(Excerpt from a dataset)
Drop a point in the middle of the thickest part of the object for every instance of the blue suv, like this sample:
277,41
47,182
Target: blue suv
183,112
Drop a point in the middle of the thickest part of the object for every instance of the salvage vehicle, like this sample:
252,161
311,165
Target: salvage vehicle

What this task involves.
Rewrite all of the rows above, changing every "thickest part" to "widest part" and leaving everything else as it is.

Output below.
Drop a point in the middle of the widest part of the object for every instance of the blue suv, like this sample:
277,41
47,182
Target: blue suv
183,112
Drop a point in the middle of the widest part of the object for every instance of the salvage vehicle, like this sample:
252,161
311,165
Target: salvage vehicle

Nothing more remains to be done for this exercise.